→ Brano
Santa Maria Capua Vetere. “Gli agenti entrarono in cella, ci fecero spogliare e fare le flessioni, poi minacciarono uno di noi di infilargli il manganello in una parte intima se non avesse tirato fuori il cellulare. Ci chiudemmo a guscio e quella minaccia rimase tale”.
È un racconto scioccante ma anche pieno di “non ricordo” e di “prime volte” quello reso dal detenuto De Novellis, vittima dei pestaggi dell’aprile 2020 al carcere di Santa Maria Capua Vetere; De Novellis è stato sentito come testimone al processo davanti al collegio di Corte d’Assise del tribunale di Santa Maria Capua Vetere in corso nell’aula bunker annessa al carcere.

→ Dati forniti
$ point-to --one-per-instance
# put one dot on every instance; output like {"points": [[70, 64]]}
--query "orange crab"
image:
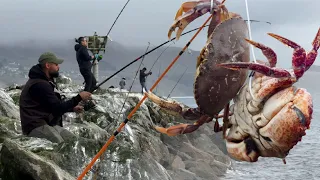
{"points": [[267, 122]]}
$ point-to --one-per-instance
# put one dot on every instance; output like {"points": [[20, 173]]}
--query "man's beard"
{"points": [[54, 74]]}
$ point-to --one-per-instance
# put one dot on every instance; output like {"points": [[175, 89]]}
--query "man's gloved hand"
{"points": [[78, 109], [98, 57]]}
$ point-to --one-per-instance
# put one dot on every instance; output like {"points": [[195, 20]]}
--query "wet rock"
{"points": [[137, 152], [20, 163]]}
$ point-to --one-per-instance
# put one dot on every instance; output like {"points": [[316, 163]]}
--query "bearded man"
{"points": [[41, 106]]}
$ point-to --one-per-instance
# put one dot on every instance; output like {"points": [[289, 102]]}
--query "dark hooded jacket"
{"points": [[40, 104], [142, 76], [83, 57]]}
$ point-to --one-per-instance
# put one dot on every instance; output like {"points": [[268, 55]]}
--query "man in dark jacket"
{"points": [[41, 108], [85, 64], [142, 78]]}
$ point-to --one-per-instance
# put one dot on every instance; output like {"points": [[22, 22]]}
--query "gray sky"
{"points": [[149, 20]]}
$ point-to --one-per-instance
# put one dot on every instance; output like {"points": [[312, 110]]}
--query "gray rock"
{"points": [[20, 163], [137, 152]]}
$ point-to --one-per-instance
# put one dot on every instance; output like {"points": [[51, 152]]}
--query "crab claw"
{"points": [[245, 150], [268, 52], [299, 55], [193, 9], [312, 55]]}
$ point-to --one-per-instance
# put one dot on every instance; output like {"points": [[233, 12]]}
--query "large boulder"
{"points": [[137, 152]]}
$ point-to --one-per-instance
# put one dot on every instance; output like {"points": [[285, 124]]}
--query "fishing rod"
{"points": [[107, 79], [160, 56], [102, 156], [177, 82], [106, 145]]}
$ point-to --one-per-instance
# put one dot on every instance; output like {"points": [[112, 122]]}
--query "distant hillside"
{"points": [[117, 56]]}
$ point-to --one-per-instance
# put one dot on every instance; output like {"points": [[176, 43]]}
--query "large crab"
{"points": [[266, 121], [271, 119], [214, 86]]}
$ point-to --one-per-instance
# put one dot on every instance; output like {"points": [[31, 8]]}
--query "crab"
{"points": [[273, 118], [214, 86], [268, 117]]}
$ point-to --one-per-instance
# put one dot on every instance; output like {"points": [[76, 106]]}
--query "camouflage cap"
{"points": [[49, 57]]}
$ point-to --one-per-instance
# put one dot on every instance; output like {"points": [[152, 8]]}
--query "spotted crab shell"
{"points": [[215, 86]]}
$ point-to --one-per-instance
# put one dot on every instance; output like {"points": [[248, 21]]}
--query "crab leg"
{"points": [[312, 55], [299, 55], [184, 128], [268, 52], [174, 108], [300, 61], [261, 68], [194, 9]]}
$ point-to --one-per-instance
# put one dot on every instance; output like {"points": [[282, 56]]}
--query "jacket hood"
{"points": [[77, 47], [37, 73]]}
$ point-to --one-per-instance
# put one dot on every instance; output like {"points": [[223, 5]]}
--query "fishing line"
{"points": [[252, 49], [107, 79], [105, 146], [177, 82], [125, 100]]}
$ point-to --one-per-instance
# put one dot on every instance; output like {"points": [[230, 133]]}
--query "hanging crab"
{"points": [[214, 86], [272, 120], [268, 122]]}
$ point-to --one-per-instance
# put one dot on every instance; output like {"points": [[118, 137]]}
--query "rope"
{"points": [[254, 57], [138, 105]]}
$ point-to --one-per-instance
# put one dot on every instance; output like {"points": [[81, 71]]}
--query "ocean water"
{"points": [[303, 161]]}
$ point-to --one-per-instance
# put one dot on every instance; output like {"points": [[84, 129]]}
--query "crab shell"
{"points": [[215, 86], [272, 130]]}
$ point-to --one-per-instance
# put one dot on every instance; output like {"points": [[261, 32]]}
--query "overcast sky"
{"points": [[149, 20]]}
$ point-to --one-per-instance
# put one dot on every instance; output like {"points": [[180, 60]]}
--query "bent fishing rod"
{"points": [[107, 79], [107, 36]]}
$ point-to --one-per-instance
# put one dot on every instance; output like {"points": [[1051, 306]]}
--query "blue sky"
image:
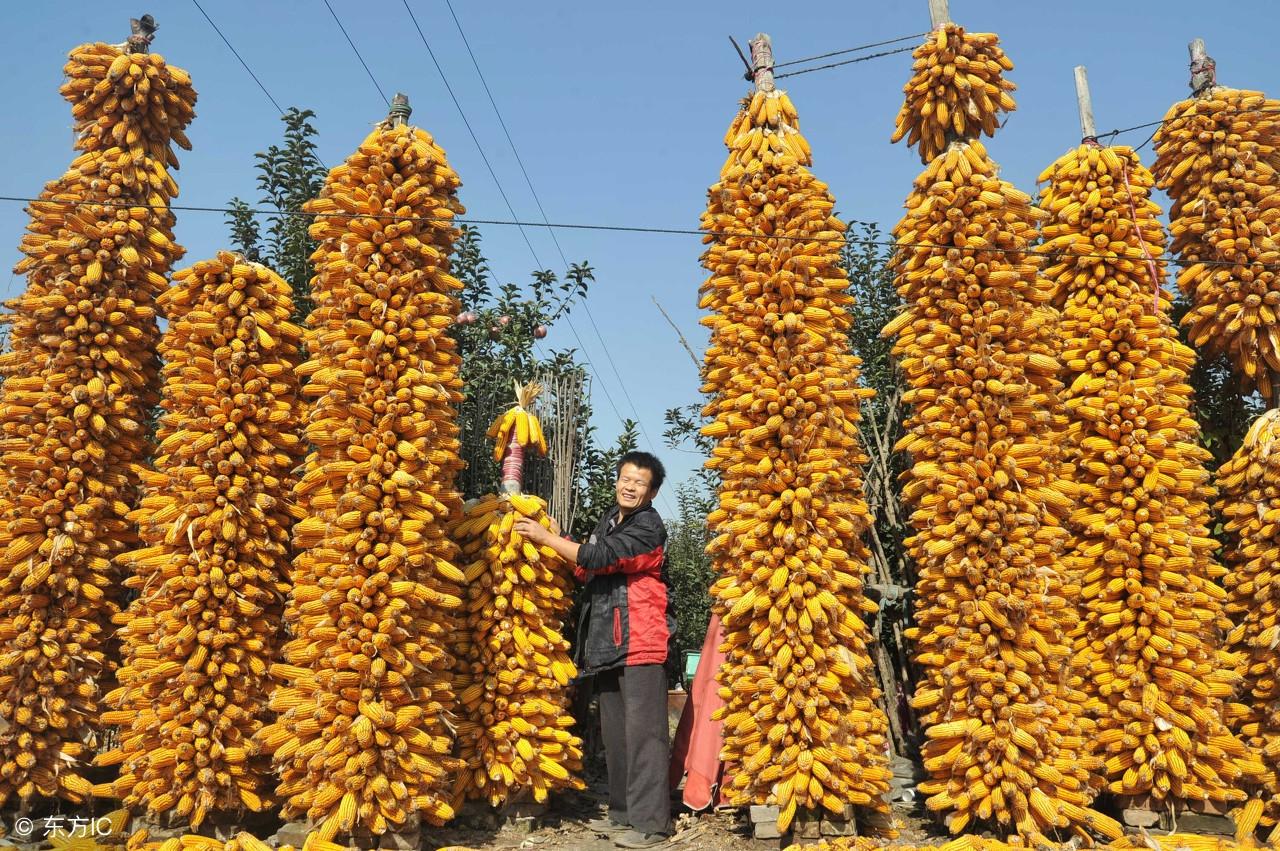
{"points": [[618, 110]]}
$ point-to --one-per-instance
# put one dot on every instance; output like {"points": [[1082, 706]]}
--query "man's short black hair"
{"points": [[644, 461]]}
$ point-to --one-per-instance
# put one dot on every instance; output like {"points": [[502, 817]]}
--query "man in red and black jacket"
{"points": [[625, 632]]}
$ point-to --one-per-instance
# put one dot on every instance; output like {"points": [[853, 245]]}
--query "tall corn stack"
{"points": [[956, 90], [362, 737], [1249, 503], [80, 380], [1152, 614], [999, 698], [1219, 159], [215, 522], [803, 723], [513, 663]]}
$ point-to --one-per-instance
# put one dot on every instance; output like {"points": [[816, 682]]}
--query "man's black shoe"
{"points": [[636, 840]]}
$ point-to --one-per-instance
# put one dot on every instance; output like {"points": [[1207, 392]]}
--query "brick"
{"points": [[760, 813]]}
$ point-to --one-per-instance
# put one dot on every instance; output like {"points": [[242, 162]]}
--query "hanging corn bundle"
{"points": [[1251, 506], [215, 525], [803, 724], [1152, 616], [513, 667], [80, 380], [1217, 159], [956, 90], [999, 700], [362, 737]]}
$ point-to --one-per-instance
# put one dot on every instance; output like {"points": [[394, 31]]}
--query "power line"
{"points": [[337, 21], [850, 50], [467, 123], [568, 321], [529, 182], [236, 53], [681, 232], [846, 62]]}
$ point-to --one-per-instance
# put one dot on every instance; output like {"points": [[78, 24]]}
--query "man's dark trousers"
{"points": [[636, 749]]}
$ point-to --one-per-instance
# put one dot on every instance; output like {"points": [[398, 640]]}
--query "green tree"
{"points": [[289, 174], [497, 338]]}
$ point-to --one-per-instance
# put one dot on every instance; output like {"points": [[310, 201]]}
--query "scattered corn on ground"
{"points": [[1152, 618], [803, 724], [1249, 503], [956, 90], [1217, 160], [80, 379], [999, 700], [215, 526], [513, 664], [1139, 842], [362, 736]]}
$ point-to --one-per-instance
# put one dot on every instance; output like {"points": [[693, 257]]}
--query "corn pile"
{"points": [[80, 380], [215, 526], [956, 90], [999, 703], [513, 667], [1251, 506], [1151, 623], [362, 735], [1217, 159], [801, 718]]}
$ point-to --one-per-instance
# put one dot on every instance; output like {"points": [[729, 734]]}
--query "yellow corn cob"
{"points": [[1130, 518], [210, 576], [784, 387], [1248, 495], [976, 343], [80, 380], [1217, 160], [375, 598], [956, 90], [512, 663]]}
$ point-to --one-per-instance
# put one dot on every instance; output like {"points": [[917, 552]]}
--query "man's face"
{"points": [[632, 486]]}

→ Compito 1
Indica se ciascuna affermazione concorda con il brano sul carcere di Santa Maria Capua Vetere, rispondendo sì o no e citando le parole decisive del brano: (a) i pestaggi risalgono all'aprile 2020; (b) gli agenti usarono davvero il manganello su uno dei detenuti; (c) De Novellis è stato sentito al processo in qualità di imputato.
→ Compito 2
Cita testualmente il passo del brano che va da “Santa Maria Capua Vetere.” fino a “annessa al carcere.”.
→ Compito 3
Secondo il brano, perché gli agenti minacciarono uno dei detenuti con il manganello? Rispondi in una o due frasi.
Le righe non hanno alcun legame con il brano.

→ Soluzione 1
(a) Sì: "vittima dei pestaggi dell’aprile 2020 al carcere di Santa Maria Capua Vetere".
(b) No: "quella minaccia rimase tale".
(c) No: "De Novellis è stato sentito come testimone".

→ Soluzione 2
Santa Maria Capua Vetere. “Gli agenti entrarono in cella, ci fecero spogliare e fare le flessioni, poi minacciarono uno di noi di infilargli il manganello in una parte intima se non avesse tirato fuori il cellulare. Ci chiudemmo a guscio e quella minaccia rimase tale”.
È un racconto scioccante ma anche pieno di “non ricordo” e di “prime volte” quello reso dal detenuto De Novellis, vittima dei pestaggi dell’aprile 2020 al carcere di Santa Maria Capua Vetere; De Novellis è stato sentito come testimone al processo davanti al collegio di Corte d’Assise del tribunale di Santa Maria Capua Vetere in corso nell’aula bunker annessa al carcere.

→ Soluzione 3
Gli agenti lo minacciarono per costringerlo a tirare fuori il cellulare. La minaccia sarebbe stata messa in atto se non lo avesse fatto.